-- Exercise brief --
Hand back the entries below exactly.

-------- Input

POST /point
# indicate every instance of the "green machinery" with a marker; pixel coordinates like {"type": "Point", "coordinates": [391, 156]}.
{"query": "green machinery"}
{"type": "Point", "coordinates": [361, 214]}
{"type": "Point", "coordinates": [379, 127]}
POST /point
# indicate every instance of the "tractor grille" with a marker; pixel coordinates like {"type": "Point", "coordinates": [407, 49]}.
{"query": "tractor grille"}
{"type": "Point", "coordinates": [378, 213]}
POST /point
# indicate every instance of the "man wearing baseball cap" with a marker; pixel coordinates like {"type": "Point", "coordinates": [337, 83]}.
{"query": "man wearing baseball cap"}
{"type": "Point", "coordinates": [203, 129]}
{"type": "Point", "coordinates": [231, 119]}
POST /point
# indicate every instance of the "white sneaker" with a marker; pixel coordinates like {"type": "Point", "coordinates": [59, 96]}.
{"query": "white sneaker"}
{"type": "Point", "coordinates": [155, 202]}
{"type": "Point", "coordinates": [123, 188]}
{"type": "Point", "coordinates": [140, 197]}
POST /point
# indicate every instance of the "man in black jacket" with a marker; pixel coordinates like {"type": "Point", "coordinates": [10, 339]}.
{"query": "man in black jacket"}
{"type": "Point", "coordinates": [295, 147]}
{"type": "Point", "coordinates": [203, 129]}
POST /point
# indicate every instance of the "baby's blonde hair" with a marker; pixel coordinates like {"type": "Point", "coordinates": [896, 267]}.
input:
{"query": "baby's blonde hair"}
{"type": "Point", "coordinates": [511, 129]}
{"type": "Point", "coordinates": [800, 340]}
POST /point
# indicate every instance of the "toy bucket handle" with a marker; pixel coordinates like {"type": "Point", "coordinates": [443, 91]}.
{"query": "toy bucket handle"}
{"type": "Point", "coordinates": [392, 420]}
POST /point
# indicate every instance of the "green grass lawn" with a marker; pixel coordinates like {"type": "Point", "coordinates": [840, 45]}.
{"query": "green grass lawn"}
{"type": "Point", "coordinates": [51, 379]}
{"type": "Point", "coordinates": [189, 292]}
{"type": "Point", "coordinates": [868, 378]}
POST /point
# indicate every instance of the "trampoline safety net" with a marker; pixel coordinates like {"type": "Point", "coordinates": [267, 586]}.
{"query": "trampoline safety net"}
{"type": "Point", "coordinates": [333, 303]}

----------------

-- Answer for the task --
POST /point
# indicate every instance of the "green machinery" with a marker; pixel coordinates like {"type": "Point", "coordinates": [391, 156]}.
{"query": "green machinery"}
{"type": "Point", "coordinates": [361, 214]}
{"type": "Point", "coordinates": [379, 127]}
POST /point
# indicate every instance of the "tractor grille" with a marker; pixel coordinates like {"type": "Point", "coordinates": [407, 49]}.
{"query": "tractor grille"}
{"type": "Point", "coordinates": [378, 213]}
POST /point
# indicate every instance of the "man wearing baseball cap" with a marker; pixel coordinates like {"type": "Point", "coordinates": [337, 83]}.
{"query": "man wearing baseball cap"}
{"type": "Point", "coordinates": [203, 129]}
{"type": "Point", "coordinates": [231, 119]}
POST /point
# indicate every instance of the "white sneaker" with a marker; pixel coordinates like {"type": "Point", "coordinates": [59, 96]}.
{"query": "white sneaker"}
{"type": "Point", "coordinates": [155, 202]}
{"type": "Point", "coordinates": [123, 188]}
{"type": "Point", "coordinates": [140, 197]}
POST /point
# indicate every instance of the "man in black jacket" with a marker; pixel coordinates like {"type": "Point", "coordinates": [10, 339]}.
{"query": "man in black jacket"}
{"type": "Point", "coordinates": [295, 147]}
{"type": "Point", "coordinates": [203, 129]}
POST /point
# indicate every instance of the "baby's blonde hair" with a marker; pixel coordinates like {"type": "Point", "coordinates": [896, 267]}.
input:
{"query": "baby's blonde hair"}
{"type": "Point", "coordinates": [511, 129]}
{"type": "Point", "coordinates": [800, 340]}
POST /point
# indicate every instance of the "toy bucket handle" with a marker; pixel coordinates like {"type": "Point", "coordinates": [443, 91]}.
{"query": "toy bucket handle"}
{"type": "Point", "coordinates": [392, 420]}
POST /point
# indicate every instance of the "green grass lawn" with a marker; pixel coordinates like {"type": "Point", "coordinates": [840, 45]}.
{"query": "green grass lawn"}
{"type": "Point", "coordinates": [51, 379]}
{"type": "Point", "coordinates": [189, 292]}
{"type": "Point", "coordinates": [868, 378]}
POST /point
# indicate every instance of the "trampoline safety net" with a marker; pixel coordinates like {"type": "Point", "coordinates": [267, 586]}.
{"query": "trampoline safety net"}
{"type": "Point", "coordinates": [333, 303]}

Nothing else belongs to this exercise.